Begin DATA SUPPLIED

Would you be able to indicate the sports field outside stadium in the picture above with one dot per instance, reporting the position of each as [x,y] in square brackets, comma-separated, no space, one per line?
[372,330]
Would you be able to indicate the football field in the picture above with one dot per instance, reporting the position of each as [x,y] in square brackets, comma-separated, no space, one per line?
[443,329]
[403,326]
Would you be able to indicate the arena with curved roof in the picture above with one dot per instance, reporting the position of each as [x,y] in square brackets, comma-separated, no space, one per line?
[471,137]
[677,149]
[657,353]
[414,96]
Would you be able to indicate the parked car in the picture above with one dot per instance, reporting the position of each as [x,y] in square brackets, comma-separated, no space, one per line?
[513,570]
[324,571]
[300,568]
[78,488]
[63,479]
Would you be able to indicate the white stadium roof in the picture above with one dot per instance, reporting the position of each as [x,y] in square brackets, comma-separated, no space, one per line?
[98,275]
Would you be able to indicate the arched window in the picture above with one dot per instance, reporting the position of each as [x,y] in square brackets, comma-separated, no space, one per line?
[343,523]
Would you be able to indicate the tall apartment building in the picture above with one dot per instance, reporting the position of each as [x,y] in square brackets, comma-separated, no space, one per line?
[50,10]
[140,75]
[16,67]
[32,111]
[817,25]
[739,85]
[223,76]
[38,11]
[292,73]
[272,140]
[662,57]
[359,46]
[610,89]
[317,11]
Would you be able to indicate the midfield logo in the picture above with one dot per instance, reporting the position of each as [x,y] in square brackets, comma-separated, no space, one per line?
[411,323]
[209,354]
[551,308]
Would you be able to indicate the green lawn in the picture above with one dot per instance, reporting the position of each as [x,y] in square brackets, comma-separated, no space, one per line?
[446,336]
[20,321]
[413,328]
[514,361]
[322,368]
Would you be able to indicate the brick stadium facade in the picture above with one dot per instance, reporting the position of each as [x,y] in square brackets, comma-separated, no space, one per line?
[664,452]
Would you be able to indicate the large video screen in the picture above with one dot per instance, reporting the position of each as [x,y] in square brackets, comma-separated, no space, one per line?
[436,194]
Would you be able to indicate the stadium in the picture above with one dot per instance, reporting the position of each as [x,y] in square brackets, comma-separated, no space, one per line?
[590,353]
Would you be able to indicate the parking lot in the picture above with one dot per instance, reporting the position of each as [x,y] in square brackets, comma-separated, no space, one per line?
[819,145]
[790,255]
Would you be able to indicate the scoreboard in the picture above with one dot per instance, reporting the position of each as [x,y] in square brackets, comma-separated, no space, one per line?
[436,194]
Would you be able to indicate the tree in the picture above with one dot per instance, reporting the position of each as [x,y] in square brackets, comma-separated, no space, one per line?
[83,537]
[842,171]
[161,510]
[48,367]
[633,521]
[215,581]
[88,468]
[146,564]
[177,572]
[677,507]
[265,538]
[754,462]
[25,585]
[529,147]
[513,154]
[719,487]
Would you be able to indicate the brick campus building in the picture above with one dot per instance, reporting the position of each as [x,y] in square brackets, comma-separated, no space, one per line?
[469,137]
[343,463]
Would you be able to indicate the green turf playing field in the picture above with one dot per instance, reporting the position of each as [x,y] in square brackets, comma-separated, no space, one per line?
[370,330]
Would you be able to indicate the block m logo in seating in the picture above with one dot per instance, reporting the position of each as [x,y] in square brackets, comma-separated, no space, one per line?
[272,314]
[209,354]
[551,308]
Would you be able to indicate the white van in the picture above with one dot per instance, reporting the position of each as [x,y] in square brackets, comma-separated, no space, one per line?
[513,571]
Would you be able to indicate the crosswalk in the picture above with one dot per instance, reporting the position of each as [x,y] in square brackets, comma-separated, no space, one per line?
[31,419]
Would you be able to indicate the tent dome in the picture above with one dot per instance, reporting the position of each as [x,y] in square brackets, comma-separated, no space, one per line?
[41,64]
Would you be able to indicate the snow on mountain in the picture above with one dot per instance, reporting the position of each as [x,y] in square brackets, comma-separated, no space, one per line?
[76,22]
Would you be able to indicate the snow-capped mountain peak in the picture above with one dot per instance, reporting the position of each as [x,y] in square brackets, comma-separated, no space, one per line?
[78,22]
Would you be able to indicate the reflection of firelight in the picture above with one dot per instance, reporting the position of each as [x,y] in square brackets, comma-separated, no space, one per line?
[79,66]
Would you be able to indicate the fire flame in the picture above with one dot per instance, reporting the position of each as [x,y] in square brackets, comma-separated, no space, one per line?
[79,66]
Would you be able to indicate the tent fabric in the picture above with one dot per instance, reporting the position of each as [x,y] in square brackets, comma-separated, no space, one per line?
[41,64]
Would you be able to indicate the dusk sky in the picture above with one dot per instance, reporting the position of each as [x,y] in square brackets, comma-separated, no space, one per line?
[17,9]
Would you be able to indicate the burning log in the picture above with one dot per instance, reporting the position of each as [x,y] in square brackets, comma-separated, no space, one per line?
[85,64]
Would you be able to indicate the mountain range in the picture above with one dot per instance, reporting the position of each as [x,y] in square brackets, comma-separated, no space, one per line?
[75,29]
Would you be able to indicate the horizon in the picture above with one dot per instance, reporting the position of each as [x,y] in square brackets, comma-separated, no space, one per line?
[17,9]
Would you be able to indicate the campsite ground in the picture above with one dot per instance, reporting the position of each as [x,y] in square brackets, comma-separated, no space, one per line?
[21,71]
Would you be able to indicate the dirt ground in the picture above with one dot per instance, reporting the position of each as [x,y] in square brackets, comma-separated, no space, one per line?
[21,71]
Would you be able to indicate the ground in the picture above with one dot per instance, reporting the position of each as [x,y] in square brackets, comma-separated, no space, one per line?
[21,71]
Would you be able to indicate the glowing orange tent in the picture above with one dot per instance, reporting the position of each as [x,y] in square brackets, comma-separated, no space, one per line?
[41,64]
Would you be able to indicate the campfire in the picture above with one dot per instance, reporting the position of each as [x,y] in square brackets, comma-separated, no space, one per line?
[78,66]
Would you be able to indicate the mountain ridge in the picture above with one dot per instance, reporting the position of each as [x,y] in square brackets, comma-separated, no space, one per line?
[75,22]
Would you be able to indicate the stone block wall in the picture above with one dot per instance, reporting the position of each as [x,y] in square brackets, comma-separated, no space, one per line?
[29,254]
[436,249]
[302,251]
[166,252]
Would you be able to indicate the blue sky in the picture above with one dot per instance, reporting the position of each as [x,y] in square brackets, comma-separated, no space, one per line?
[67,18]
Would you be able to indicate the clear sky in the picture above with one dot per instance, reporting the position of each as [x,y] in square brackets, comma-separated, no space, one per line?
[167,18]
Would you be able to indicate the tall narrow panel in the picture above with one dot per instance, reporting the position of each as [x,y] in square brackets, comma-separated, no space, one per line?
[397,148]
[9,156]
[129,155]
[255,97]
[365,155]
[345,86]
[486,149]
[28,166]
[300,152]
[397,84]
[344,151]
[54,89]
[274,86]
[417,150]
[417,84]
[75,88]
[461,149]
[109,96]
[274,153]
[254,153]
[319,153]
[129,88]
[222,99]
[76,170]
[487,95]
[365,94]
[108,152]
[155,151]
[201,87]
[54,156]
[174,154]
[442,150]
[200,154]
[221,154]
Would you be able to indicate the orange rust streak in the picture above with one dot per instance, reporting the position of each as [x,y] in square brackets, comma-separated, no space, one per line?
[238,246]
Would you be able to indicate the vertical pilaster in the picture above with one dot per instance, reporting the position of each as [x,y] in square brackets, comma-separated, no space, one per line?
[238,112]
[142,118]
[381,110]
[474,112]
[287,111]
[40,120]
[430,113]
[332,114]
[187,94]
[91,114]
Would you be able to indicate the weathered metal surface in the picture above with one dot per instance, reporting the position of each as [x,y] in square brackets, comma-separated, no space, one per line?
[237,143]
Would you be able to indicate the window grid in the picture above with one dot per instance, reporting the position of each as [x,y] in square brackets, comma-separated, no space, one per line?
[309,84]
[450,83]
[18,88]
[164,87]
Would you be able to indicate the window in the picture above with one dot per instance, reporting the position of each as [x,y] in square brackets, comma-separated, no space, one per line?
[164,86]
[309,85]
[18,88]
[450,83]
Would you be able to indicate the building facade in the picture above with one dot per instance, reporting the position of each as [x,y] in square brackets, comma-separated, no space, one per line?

End DATA SUPPLIED

YOUR TASK: Retype nothing except the lines from the line holding "Would you be able to indicate the orange" through the last line of the entries, both included.

FULL ANSWER:
Would you be able to indicate the orange rust streak in the picture above with one dot per instance, reporting the position of each as [x,y] in square brackets, comma-separated, no space, one per line?
[238,246]
Would you be able to indicate the vertical pilaster in the picture above with one dot per instance, reporting the position of each as [x,y] in square brackets, comma-separated, no space, one per line?
[238,112]
[142,118]
[381,110]
[474,112]
[287,111]
[40,120]
[430,113]
[332,114]
[187,94]
[91,114]
Would you be able to indicate the weathered metal surface in the picture above with one dot per instance, reporting the position of each as [x,y] in square brackets, comma-separated, no space, one per line?
[237,143]
Would you be able to indicate the window grid in the picture above with one dot per instance, reporting the position of each as [x,y] in square brackets, comma-separated, no space, one per line?
[309,84]
[450,83]
[18,88]
[164,87]
Would you be able to indicate the window in the picture above with one dot per instance, reporting the position of each as [x,y] in square brackets, comma-separated, no space, one per line?
[164,86]
[309,85]
[18,88]
[450,83]
Would you be able to indicate the building facade in the picture above with one dot per instance, reporting the position of each as [x,y] in square brackets, comma-separated, no space, one per line?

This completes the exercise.